### EXERCISE INSTRUCTIONS
Please repeat the lines below exactly. Begin with the line containing "Target: shadow on grass" and go on through the line containing "Target: wooden fence".

(Beginning of DATA EXCERPTS)

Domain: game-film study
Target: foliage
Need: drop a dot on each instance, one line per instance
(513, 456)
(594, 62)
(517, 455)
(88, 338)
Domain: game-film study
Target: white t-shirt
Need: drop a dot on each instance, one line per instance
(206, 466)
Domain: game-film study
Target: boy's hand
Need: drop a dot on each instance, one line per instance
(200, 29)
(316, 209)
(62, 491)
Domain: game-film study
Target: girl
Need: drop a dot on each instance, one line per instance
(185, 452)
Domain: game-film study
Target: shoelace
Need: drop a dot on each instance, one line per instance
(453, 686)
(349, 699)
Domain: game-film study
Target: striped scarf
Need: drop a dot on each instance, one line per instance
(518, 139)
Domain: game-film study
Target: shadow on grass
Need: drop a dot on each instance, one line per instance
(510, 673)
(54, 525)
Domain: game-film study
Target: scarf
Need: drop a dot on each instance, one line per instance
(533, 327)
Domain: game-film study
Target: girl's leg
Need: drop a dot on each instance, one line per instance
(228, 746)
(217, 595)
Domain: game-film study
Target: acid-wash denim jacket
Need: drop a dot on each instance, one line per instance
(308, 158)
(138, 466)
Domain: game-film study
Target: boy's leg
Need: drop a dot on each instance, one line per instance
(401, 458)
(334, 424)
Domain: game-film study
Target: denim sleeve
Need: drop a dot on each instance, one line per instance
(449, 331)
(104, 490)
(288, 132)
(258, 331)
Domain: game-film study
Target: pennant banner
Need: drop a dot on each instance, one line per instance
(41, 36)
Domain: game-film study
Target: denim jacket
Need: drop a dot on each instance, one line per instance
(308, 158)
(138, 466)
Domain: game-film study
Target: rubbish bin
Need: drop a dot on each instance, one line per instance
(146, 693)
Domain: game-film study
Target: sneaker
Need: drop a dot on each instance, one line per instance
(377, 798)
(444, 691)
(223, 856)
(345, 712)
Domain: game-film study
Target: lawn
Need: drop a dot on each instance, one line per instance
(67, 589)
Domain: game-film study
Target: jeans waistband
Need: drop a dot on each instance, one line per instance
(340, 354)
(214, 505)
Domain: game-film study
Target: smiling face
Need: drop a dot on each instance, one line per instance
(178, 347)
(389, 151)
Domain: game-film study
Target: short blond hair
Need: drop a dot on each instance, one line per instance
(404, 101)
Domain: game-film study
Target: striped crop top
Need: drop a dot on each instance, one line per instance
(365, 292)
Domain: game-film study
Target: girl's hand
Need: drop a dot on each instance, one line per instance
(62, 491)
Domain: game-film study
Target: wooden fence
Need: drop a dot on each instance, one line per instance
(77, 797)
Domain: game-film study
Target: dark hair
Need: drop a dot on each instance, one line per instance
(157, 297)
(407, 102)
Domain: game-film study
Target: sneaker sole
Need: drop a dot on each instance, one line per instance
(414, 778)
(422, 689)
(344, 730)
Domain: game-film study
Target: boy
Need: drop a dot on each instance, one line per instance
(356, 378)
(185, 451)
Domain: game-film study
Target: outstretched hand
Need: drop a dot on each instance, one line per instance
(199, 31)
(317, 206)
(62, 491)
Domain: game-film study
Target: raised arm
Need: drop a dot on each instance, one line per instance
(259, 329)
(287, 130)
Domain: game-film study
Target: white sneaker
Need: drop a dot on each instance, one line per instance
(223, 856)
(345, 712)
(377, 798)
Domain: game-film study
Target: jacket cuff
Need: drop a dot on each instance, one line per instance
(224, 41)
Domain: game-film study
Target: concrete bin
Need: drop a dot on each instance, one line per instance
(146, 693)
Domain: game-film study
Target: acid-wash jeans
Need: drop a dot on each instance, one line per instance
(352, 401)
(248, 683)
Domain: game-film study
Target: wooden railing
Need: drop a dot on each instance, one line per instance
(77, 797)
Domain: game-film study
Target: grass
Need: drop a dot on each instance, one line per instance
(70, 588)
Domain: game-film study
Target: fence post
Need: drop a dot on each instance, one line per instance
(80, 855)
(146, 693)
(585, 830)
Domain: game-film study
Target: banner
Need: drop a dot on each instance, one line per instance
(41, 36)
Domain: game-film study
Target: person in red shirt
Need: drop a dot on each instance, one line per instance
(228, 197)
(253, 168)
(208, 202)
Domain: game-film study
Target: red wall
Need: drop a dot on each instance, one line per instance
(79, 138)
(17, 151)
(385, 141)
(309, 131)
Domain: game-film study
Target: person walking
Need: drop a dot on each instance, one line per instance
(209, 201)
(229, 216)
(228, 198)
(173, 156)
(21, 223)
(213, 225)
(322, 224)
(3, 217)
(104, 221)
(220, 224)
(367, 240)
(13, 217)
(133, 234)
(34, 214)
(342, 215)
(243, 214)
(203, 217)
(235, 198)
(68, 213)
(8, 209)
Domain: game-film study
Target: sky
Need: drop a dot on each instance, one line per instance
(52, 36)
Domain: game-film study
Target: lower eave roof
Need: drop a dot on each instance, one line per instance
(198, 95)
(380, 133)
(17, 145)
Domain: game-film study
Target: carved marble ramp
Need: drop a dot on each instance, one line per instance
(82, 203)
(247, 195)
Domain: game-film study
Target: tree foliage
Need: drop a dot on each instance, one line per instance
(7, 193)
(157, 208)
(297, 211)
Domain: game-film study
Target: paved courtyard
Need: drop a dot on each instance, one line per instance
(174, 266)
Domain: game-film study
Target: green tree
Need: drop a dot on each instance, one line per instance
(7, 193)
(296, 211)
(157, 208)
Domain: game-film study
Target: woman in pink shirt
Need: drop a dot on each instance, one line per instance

(End of DATA EXCERPTS)

### EXERCISE OUTPUT
Target: shadow on grass
Need: drop a dot on each instance, one line per instance
(510, 673)
(54, 525)
Domain: game-film study
Target: scarf
Need: drop a dot on each instance, one line per instance
(533, 327)
Domain: game-film study
Target: girl's leg
Need: drop a dot on each instance, one line per instance
(228, 746)
(217, 595)
Domain: game-film study
Target: acid-wash denim jacket
Need: drop a dot on each instance, one line per instance
(308, 158)
(138, 466)
Domain: game-film study
Target: boy's leg
Need: drop a dot on each instance, one line per instance
(401, 458)
(334, 424)
Domain: game-film study
Target: denim sleeve
Need: drop a dot on each instance, one line per instance
(449, 331)
(104, 490)
(288, 132)
(258, 331)
Domain: game-film study
Target: pennant banner
Need: drop a dot on each instance, one line per instance
(41, 36)
Domain: game-film study
Target: denim jacket
Need: drop a dot on each instance, one line per instance
(308, 158)
(138, 466)
Domain: game-film study
Target: rubbish bin
Need: drop a dot on each instance, one line per instance
(146, 693)
Domain: game-film study
Target: sneaker
Need: drop a dot on each instance, one line per instance
(377, 798)
(444, 691)
(223, 856)
(345, 712)
Domain: game-film study
Target: lawn
Need: drop a dot on each instance, one line per instance
(67, 589)
Domain: game-film study
Target: jeans waistband
Need: drop a dot on each instance, one line per instance
(340, 354)
(214, 505)
Domain: game-film study
Target: smiling face
Need: drop a dot on each instance, one line per instance
(178, 347)
(389, 151)
Domain: game-film study
Target: short blond hair
Need: drop a dot on each instance, one line per instance
(404, 101)
Domain: game-film study
Target: striped crop top
Need: drop a dot on each instance, one line per instance
(365, 292)
Domain: game-film study
Target: girl's hand
Need: drop a dot on each instance, one line per instance
(62, 491)
Domain: game-film study
Target: wooden fence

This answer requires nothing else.